- [STATED EXERCISE]: Return every line of the rows unchanged, from the very first line through the line containing "M119 191L119 192L127", with both of those lines included.

### EXERCISE DATA ###

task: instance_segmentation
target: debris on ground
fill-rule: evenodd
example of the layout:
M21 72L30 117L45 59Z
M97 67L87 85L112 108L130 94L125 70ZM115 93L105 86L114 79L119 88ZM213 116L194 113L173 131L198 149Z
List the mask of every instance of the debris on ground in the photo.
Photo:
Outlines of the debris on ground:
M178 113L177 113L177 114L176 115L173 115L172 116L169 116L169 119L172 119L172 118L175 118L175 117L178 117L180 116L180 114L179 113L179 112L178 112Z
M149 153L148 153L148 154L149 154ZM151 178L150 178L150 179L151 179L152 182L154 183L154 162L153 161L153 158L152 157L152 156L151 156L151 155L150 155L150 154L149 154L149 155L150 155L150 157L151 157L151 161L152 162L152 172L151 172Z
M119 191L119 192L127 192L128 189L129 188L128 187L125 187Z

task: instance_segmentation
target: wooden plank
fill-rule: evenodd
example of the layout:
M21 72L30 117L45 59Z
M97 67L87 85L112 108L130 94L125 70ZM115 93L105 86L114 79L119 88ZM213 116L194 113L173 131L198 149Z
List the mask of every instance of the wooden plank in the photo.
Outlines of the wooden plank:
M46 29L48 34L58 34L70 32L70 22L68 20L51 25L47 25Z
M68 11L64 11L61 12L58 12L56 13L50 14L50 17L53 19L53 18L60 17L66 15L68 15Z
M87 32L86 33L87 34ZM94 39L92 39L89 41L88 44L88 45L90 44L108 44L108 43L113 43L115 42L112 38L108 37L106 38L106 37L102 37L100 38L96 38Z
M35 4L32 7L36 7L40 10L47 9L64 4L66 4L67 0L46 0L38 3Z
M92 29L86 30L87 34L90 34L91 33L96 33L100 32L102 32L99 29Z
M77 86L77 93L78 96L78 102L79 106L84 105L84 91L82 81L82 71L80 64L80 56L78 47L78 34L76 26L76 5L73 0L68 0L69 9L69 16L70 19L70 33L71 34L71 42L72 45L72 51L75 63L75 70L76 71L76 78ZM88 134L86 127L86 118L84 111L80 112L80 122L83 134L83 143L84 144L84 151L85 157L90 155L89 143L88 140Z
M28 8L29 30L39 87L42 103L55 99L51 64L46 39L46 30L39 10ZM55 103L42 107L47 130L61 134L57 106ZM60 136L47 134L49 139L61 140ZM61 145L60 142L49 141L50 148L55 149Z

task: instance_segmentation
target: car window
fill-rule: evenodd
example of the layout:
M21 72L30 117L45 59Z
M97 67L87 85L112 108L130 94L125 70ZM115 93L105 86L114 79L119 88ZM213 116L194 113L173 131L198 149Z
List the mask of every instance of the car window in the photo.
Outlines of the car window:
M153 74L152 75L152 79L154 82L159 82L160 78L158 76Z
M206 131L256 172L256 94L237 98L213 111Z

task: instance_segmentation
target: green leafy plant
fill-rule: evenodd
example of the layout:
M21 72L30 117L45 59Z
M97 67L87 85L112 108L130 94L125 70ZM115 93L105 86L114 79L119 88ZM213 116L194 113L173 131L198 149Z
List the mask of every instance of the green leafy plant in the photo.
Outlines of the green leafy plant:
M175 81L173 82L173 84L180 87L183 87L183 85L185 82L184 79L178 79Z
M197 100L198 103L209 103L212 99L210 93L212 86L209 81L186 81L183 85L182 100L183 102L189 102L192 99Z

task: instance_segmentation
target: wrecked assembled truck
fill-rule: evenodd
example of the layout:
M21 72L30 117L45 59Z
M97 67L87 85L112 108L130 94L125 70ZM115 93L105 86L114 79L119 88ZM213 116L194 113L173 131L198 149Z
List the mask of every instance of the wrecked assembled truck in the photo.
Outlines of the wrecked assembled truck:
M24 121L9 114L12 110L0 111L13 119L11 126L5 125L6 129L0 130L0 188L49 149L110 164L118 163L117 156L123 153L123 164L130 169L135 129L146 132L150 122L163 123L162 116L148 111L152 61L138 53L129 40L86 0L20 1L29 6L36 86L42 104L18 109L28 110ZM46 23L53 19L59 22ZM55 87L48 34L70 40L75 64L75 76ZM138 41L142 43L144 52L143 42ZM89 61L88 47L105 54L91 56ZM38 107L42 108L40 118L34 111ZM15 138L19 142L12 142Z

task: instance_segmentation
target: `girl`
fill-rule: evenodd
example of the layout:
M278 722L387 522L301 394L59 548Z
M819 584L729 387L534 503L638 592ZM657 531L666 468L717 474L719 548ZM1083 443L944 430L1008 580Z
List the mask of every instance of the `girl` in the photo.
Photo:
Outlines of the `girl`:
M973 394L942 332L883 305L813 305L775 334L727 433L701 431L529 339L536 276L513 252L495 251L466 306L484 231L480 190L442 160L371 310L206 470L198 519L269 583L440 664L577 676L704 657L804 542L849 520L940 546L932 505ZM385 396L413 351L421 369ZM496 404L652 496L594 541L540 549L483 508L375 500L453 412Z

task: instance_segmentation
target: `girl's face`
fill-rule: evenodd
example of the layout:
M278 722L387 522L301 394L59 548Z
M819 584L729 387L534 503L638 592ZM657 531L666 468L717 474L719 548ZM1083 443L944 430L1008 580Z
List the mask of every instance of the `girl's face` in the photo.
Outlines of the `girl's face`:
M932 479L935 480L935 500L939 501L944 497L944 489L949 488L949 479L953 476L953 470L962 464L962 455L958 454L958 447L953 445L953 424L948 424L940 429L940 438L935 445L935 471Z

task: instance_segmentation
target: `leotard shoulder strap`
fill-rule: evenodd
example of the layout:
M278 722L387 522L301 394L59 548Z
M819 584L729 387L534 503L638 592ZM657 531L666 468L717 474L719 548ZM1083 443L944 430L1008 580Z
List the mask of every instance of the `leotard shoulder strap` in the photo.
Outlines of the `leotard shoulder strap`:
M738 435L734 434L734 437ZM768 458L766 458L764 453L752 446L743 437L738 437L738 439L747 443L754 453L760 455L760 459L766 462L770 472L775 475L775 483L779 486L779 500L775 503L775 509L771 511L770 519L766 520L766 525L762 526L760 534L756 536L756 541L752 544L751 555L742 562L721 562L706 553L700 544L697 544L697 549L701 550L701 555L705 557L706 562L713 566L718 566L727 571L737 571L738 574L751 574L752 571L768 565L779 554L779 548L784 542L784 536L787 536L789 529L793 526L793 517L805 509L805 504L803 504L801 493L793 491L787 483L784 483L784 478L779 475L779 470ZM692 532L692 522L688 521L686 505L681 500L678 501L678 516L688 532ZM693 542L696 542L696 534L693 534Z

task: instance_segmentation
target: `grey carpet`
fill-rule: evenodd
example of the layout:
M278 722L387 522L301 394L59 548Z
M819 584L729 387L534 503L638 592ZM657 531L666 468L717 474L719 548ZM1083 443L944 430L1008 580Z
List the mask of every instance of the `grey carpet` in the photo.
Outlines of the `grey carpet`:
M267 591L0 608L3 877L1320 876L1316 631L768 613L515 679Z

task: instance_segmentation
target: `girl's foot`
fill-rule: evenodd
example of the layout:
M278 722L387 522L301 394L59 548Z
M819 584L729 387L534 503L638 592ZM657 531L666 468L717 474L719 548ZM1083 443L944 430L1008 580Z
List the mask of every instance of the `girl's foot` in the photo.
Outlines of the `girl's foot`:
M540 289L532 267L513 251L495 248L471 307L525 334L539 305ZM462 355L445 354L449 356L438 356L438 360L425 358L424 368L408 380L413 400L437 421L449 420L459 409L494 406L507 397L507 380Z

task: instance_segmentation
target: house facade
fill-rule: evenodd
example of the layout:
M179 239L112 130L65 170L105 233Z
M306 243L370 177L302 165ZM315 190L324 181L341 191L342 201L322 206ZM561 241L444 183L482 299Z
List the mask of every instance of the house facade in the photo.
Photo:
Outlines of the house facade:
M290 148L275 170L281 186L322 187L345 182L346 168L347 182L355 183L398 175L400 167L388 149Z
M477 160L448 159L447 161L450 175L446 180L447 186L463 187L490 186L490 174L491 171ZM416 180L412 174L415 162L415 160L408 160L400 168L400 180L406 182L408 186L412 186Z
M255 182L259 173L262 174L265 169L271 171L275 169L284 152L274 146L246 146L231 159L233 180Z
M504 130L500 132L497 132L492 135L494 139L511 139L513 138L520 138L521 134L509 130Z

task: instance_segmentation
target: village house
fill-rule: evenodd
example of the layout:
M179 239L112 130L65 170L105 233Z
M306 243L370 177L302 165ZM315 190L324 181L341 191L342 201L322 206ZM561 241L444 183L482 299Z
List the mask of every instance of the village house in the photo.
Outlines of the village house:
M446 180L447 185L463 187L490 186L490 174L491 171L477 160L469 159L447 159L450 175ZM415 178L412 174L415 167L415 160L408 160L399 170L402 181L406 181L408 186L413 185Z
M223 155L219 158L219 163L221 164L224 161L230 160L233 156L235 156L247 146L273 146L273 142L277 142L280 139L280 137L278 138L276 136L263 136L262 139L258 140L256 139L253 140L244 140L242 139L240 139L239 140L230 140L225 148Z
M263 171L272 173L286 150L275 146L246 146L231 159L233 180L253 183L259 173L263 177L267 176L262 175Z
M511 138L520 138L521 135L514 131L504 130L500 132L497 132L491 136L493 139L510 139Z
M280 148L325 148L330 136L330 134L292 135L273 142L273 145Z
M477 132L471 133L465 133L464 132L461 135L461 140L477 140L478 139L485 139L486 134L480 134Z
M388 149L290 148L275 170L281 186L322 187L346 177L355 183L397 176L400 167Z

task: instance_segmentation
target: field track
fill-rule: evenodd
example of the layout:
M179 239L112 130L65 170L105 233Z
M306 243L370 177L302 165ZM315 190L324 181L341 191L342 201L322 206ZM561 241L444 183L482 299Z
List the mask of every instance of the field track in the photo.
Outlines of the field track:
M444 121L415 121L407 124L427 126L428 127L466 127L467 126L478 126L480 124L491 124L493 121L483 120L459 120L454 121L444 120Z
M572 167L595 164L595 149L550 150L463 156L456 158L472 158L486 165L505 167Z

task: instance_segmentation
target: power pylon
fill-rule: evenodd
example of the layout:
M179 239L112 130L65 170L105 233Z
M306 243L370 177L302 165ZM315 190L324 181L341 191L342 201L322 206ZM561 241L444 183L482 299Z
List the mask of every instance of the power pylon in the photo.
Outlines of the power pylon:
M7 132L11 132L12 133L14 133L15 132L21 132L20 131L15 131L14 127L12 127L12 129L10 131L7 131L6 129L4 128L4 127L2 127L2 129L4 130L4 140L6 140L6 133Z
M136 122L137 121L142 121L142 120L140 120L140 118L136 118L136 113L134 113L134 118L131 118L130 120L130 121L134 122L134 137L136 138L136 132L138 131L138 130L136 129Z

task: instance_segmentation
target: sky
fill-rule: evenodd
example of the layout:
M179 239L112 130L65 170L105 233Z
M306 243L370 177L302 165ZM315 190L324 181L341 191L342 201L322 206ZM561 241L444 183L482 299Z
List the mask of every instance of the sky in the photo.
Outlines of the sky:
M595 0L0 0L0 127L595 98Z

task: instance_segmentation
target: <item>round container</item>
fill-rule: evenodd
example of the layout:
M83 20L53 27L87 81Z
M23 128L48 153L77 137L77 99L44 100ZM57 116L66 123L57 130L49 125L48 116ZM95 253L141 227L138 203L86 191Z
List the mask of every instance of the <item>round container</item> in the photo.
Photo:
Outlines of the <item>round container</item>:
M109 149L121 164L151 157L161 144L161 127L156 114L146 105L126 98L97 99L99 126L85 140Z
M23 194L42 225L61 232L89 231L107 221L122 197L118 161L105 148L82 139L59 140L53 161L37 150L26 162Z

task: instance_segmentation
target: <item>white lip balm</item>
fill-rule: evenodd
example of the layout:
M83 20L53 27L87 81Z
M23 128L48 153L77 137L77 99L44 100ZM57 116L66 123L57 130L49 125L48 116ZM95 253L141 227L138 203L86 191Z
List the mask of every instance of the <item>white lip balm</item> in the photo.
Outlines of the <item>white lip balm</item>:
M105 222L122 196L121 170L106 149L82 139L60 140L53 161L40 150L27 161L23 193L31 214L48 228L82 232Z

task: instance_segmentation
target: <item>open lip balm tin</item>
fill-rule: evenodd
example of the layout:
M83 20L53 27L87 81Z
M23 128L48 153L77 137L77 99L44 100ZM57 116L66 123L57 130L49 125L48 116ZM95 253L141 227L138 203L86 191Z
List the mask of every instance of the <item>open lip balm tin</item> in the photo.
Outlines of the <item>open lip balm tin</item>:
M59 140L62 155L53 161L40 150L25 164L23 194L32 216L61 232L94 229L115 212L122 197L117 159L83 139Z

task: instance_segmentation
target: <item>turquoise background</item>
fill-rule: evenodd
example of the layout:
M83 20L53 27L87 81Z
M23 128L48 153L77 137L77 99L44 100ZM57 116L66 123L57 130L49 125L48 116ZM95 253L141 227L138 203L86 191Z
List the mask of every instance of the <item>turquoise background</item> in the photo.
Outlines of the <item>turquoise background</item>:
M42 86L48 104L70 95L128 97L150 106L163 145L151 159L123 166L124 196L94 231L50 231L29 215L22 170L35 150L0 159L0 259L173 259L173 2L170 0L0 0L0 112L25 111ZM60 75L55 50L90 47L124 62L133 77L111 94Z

###

- [EXERCISE SOLUTION]:
task: instance_segmentation
target: debris on ground
fill-rule: evenodd
example of the layout:
M21 72L30 117L45 59Z
M97 67L87 85L112 108L130 94L125 70ZM115 93L105 86L114 79L119 88ZM213 116L194 113L173 131L198 149Z
List the mask of every instance of the debris on ground in the photo.
Photo:
Outlines of the debris on ground:
M178 113L177 113L177 114L176 115L173 115L172 116L169 116L169 119L172 119L172 118L175 118L175 117L178 117L180 116L180 114L179 113L179 112L178 112Z
M149 153L148 153L148 154L149 154ZM151 178L150 178L150 179L151 179L152 182L154 183L154 162L153 161L153 158L152 157L152 156L151 156L151 155L150 155L150 154L149 154L149 155L150 155L150 157L151 157L151 161L152 162L152 172L151 172Z
M119 191L119 192L127 192L128 189L129 188L128 187L125 187Z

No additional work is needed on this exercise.